### [Material]
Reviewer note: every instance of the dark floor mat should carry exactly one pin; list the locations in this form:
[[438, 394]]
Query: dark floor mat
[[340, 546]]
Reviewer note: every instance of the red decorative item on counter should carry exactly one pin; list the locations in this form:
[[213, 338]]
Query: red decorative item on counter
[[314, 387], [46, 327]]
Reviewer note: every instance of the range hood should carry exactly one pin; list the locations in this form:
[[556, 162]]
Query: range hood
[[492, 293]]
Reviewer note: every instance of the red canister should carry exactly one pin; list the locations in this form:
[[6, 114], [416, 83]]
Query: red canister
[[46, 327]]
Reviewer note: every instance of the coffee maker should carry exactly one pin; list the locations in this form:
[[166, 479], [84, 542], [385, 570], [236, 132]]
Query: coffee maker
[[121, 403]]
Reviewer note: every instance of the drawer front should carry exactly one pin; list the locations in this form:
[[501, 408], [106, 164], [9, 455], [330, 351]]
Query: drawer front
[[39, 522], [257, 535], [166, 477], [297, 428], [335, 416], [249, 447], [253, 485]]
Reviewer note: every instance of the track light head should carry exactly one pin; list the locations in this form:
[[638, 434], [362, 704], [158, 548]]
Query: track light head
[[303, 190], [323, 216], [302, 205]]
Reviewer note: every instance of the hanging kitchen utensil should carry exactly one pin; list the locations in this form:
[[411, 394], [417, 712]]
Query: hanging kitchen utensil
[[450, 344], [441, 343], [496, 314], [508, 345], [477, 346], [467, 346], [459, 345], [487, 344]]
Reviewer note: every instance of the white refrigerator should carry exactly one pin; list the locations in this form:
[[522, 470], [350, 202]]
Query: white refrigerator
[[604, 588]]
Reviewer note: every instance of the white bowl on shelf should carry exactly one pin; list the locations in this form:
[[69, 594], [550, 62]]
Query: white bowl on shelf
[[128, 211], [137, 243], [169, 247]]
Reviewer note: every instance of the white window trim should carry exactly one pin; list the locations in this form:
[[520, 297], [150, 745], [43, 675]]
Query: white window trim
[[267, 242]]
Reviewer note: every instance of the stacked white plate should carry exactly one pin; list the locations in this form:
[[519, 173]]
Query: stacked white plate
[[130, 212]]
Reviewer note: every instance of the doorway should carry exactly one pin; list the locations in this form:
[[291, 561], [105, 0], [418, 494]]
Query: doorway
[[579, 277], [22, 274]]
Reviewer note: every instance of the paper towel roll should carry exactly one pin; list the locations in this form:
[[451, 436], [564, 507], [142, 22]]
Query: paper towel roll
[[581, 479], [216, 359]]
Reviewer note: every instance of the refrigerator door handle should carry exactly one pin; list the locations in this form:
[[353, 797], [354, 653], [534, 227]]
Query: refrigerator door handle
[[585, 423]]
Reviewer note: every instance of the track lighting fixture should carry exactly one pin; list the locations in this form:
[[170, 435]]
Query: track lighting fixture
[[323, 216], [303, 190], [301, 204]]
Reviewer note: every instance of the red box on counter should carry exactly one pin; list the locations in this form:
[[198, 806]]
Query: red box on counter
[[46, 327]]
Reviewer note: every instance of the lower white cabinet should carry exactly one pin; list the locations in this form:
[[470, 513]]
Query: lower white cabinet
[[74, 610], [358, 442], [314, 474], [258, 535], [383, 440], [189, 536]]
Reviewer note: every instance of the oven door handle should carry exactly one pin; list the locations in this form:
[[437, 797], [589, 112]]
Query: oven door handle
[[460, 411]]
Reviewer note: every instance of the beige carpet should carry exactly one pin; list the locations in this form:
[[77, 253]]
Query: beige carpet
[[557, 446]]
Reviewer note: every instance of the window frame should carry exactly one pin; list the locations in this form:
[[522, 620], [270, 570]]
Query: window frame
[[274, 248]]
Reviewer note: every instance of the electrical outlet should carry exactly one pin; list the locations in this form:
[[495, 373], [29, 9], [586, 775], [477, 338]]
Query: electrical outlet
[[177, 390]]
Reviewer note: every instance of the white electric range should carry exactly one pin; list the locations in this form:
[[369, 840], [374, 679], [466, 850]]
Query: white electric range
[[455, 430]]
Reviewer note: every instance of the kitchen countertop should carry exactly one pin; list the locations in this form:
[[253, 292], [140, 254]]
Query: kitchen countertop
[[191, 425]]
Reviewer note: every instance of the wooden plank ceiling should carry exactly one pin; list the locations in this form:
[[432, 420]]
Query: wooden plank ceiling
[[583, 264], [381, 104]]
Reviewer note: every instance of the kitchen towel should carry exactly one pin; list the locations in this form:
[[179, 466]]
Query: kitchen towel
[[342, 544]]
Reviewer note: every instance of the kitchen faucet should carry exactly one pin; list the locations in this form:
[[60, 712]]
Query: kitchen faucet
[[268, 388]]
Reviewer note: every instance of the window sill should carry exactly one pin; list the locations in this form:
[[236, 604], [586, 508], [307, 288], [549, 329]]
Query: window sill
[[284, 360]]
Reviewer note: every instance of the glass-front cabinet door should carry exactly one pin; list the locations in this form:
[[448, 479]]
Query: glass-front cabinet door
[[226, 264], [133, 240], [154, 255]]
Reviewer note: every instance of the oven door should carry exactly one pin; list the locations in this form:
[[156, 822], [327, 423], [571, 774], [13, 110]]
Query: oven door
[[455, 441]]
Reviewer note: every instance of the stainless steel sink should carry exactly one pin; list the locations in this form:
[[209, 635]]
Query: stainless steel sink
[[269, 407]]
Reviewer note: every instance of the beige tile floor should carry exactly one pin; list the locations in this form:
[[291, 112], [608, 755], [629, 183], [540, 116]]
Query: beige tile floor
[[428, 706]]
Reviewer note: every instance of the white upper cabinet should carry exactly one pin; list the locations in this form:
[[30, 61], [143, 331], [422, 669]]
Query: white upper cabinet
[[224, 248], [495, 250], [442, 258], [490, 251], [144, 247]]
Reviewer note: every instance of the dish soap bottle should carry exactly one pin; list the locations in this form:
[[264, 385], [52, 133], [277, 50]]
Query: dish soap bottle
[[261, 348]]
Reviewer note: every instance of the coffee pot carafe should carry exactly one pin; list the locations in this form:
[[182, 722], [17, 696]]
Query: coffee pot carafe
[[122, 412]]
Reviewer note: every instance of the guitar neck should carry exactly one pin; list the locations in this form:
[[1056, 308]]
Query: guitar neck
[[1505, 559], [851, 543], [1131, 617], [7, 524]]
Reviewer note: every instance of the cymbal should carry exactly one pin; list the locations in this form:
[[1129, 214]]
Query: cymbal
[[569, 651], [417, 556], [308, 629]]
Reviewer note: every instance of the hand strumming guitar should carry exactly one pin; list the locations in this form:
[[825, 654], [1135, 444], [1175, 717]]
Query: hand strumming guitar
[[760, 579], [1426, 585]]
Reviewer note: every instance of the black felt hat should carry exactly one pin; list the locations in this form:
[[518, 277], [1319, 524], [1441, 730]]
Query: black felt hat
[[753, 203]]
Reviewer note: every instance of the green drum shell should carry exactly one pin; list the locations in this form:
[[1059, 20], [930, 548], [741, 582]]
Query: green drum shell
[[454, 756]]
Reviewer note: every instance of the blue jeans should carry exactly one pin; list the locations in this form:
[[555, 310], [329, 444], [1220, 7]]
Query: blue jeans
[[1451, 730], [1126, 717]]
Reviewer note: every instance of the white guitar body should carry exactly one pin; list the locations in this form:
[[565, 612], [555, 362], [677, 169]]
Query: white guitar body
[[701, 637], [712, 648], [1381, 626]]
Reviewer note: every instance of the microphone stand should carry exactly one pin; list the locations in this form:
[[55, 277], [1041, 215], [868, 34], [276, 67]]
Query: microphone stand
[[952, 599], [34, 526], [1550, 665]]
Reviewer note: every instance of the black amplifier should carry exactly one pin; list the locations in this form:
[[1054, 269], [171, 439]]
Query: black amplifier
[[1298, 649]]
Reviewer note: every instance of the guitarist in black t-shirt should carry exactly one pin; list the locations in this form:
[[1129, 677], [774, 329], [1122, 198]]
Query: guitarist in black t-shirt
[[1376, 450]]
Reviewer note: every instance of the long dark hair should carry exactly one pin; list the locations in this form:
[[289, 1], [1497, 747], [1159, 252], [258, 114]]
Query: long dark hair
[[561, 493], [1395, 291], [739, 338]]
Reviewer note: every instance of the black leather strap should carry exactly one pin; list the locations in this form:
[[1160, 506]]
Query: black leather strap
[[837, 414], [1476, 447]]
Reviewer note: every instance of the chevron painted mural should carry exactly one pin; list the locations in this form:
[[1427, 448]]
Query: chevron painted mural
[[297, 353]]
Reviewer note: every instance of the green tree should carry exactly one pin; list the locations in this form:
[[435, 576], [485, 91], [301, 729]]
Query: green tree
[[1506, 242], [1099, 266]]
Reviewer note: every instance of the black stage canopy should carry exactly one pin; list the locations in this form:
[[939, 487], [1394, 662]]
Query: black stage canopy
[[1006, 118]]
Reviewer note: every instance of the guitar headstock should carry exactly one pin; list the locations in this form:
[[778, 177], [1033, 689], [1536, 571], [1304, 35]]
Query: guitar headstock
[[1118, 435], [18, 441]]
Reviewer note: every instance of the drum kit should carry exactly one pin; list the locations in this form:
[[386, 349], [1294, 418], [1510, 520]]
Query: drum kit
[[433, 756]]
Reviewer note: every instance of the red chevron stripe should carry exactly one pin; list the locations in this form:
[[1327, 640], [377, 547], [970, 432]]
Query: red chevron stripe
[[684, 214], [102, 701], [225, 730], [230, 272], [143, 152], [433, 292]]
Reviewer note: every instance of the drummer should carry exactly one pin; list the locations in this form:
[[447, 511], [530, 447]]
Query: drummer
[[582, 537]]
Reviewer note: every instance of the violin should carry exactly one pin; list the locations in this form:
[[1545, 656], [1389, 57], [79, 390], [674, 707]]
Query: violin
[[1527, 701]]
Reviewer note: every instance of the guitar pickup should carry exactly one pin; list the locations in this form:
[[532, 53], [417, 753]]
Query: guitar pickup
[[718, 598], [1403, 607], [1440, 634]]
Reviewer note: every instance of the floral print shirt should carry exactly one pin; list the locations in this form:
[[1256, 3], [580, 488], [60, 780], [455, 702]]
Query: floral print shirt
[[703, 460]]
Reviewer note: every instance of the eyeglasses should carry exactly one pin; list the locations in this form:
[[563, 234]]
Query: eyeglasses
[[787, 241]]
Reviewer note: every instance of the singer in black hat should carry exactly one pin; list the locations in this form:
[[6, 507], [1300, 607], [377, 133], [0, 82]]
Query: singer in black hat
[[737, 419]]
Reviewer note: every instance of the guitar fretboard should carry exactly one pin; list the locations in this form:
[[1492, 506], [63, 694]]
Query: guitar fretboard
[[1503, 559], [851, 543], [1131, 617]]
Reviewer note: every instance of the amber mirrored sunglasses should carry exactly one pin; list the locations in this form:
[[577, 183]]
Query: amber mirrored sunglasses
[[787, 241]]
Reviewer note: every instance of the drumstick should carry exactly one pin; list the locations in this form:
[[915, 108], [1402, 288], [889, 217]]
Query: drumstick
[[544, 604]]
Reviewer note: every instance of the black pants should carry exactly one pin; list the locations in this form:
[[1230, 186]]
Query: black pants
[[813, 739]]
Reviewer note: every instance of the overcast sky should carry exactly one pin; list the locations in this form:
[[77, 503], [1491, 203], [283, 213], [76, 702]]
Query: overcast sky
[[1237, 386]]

### [Task instructions]
Give back exactly the lines beginning at the one with "Reviewer note: every instance of the eyeglasses" and ending at the final line of the material; both boundary lines belong in it.

### [Written reply]
Reviewer note: every instance of the eyeglasses should carry exactly one pin; list the locations in this form:
[[563, 234]]
Query: eyeglasses
[[787, 241]]
Reviewer note: every instance of the singer in black hat should carry exactly one pin; list the locations in this form:
[[6, 507], [1300, 607], [377, 133], [0, 82]]
Query: singer in black hat
[[737, 419]]
Reviewer note: every instance of the guitar fretboard should carry exactly one pin; list the locations in this form:
[[1492, 506], [63, 694]]
Query: guitar fretboard
[[1503, 559], [851, 543], [1131, 617]]
Reviewer note: every instance of the amber mirrored sunglasses should carry exactly one pin; list the locations in this form:
[[577, 183]]
Query: amber mirrored sunglasses
[[787, 241]]
Reviewer note: every instance of the drumstick should carry exactly one pin; list the locations in this form:
[[915, 108], [1402, 288], [889, 217]]
Query: drumstick
[[544, 604]]
Reviewer note: every instance of the black pants should carry exactly one pin; list the locations in this form:
[[1230, 186]]
Query: black pants
[[813, 739]]
Reviewer note: every instance of the overcast sky should carry exactly one pin; list the locations in this form:
[[77, 503], [1491, 203], [283, 213], [76, 702]]
Query: overcast sky
[[1237, 386]]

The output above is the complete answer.